◆ **ZIEL**: Aktualisiere die Zeilen ab dem Anfang bis einschließlich der Zeile mit „[225,87,367,188]“, indem du „knotted tassel“ durch „tied tassel“ ersetzt und alles Übrige unverändert lässt. Gib nur diese Zeilen wieder.

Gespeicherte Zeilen
# # #
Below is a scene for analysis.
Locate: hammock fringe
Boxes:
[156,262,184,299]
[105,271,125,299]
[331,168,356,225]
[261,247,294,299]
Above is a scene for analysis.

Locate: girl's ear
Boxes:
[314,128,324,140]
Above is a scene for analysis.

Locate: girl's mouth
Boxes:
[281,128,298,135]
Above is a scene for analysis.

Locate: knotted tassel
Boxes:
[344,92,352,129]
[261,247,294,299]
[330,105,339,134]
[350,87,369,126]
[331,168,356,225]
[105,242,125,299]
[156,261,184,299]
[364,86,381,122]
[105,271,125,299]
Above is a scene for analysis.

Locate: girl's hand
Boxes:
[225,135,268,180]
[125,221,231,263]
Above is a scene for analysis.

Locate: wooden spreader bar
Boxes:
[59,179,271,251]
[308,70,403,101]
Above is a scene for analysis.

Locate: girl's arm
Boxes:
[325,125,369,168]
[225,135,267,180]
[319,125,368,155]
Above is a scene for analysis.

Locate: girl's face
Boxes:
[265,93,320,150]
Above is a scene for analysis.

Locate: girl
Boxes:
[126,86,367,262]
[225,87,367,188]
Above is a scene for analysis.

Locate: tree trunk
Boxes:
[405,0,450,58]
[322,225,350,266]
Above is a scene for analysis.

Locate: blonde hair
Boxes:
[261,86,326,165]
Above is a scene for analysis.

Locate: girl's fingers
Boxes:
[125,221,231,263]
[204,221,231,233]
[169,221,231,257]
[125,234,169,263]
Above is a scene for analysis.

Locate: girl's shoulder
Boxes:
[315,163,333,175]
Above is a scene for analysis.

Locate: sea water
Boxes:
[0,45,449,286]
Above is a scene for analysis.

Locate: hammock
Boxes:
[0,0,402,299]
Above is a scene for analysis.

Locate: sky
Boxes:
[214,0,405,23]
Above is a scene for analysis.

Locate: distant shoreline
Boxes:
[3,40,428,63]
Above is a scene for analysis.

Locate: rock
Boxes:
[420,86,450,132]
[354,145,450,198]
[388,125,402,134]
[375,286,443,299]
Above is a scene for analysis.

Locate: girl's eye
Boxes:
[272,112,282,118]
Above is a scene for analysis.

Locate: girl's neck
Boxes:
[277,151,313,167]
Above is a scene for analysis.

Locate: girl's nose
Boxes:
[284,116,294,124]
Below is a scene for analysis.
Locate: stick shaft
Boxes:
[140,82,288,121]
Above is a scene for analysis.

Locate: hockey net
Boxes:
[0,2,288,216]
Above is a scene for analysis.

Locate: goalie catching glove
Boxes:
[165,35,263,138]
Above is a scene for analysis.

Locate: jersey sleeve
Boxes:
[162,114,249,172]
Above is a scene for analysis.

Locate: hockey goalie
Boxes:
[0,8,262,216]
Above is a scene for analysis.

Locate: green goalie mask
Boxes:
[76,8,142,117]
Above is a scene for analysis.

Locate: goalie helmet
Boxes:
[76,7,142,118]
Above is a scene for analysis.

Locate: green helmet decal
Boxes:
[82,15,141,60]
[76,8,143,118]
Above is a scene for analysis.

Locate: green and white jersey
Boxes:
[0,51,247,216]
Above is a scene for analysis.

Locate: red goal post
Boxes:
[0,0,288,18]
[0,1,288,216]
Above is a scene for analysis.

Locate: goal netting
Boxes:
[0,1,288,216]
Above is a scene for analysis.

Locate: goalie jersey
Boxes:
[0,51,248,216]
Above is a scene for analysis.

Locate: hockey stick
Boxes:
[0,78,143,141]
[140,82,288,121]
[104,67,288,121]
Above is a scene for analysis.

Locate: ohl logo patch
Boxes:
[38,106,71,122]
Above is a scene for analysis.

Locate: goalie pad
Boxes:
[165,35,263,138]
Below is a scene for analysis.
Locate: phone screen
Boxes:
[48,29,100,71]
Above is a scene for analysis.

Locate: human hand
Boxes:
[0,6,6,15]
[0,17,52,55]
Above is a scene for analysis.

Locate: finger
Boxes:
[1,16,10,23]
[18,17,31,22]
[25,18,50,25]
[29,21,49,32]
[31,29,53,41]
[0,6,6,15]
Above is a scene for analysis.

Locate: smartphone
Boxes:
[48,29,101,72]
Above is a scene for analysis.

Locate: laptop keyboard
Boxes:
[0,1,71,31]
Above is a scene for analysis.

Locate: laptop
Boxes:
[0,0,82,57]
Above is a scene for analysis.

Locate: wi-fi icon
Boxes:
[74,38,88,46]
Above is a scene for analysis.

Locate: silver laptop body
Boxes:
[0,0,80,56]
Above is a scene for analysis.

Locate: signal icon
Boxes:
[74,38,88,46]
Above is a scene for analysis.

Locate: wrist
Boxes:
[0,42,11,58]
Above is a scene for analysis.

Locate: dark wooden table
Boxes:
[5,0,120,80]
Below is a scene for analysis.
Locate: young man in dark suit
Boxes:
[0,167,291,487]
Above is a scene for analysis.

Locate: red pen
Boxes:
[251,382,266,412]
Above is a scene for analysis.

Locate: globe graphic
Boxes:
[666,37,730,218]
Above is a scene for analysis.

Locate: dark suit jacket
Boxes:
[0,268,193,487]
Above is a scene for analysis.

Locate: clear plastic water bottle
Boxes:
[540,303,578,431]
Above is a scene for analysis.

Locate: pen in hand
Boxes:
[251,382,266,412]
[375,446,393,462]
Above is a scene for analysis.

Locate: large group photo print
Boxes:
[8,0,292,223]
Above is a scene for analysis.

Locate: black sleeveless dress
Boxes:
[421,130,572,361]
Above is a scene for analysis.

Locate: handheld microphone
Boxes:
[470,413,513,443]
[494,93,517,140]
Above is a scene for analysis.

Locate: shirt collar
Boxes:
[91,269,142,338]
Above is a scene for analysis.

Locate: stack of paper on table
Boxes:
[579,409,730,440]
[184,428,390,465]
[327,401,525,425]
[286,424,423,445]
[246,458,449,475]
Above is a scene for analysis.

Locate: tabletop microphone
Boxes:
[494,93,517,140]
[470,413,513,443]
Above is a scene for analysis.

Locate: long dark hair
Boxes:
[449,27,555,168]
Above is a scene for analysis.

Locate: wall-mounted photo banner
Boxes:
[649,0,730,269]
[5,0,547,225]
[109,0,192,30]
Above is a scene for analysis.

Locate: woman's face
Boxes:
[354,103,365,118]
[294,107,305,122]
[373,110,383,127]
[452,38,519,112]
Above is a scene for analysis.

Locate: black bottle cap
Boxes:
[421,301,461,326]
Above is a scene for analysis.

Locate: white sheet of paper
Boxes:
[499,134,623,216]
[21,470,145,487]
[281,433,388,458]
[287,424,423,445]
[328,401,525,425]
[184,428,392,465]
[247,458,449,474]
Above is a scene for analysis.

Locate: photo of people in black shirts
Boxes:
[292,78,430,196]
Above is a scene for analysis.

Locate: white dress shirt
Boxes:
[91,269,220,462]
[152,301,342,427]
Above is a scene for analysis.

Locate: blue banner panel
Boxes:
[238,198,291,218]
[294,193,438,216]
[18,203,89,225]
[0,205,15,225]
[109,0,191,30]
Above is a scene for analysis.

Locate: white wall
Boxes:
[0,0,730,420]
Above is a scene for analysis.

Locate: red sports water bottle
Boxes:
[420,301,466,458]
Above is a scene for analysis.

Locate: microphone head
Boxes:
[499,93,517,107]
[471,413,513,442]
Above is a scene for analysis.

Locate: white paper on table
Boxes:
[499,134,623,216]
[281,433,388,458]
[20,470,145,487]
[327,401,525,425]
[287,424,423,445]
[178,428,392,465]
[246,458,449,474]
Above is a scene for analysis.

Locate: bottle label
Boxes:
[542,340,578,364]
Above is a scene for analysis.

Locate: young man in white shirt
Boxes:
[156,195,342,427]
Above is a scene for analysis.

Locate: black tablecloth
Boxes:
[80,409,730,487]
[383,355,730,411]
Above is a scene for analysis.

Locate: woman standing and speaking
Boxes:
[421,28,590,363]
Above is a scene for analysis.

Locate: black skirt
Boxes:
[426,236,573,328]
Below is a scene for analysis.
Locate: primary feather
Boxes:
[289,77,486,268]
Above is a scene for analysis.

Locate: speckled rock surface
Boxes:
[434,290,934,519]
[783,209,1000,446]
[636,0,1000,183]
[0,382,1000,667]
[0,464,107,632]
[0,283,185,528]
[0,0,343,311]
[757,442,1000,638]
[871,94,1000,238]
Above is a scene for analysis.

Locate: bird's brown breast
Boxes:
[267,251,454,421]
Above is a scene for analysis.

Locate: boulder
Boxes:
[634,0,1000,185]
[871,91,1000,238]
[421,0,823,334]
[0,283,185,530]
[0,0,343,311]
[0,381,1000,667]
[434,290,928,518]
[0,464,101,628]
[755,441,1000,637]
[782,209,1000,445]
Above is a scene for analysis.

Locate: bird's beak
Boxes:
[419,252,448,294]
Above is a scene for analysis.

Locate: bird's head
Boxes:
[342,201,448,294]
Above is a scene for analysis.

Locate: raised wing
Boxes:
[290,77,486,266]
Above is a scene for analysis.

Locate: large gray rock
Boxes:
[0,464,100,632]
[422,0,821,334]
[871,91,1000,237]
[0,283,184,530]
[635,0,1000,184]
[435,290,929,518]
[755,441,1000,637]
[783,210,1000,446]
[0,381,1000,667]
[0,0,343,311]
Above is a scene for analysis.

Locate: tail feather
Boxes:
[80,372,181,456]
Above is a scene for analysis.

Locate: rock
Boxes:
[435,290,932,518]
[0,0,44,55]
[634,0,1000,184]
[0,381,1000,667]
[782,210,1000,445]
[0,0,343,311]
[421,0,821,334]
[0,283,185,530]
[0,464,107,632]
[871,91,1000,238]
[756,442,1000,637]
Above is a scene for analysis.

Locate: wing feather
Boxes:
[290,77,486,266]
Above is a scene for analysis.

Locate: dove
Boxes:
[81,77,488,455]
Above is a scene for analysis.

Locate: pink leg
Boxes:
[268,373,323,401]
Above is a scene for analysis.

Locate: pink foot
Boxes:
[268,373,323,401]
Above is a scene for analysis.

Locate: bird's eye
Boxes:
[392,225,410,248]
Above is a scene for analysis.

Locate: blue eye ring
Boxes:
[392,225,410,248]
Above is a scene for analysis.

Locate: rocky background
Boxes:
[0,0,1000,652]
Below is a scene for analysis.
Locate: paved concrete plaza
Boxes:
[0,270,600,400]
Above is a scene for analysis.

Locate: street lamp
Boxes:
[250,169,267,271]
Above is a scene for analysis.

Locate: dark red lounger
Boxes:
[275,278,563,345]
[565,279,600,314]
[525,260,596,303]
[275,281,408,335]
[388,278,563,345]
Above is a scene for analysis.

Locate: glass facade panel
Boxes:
# # #
◆ **AUSGABE UNTEN**:
Below is a scene for analysis.
Locate: hammock fringe
Boxes:
[156,262,184,299]
[105,271,125,299]
[331,168,356,225]
[261,247,294,299]
Above is a scene for analysis.

Locate: girl's ear
Boxes:
[314,128,324,140]
Above is a scene for analysis.

Locate: girl's mouth
Boxes:
[281,128,298,135]
Above is a scene for analysis.

Locate: tied tassel
Boxes:
[344,92,352,129]
[261,247,294,299]
[330,105,339,134]
[350,87,369,126]
[331,168,356,225]
[105,242,125,299]
[156,261,184,299]
[364,86,381,122]
[105,271,125,299]
Above is a scene for analysis.

Locate: girl's hand
Boxes:
[225,135,268,180]
[125,221,231,263]
Above is a scene for analysis.

Locate: wooden spreader bar
Boxes:
[59,179,271,251]
[308,70,403,101]
Above is a scene for analysis.

Locate: girl's arm
Boxes:
[325,125,369,168]
[225,135,267,180]
[319,125,368,155]
Above is a scene for analysis.

Locate: girl's face
Boxes:
[265,93,320,150]
Above is a scene for analysis.

Locate: girl
Boxes:
[126,86,367,262]
[225,87,367,188]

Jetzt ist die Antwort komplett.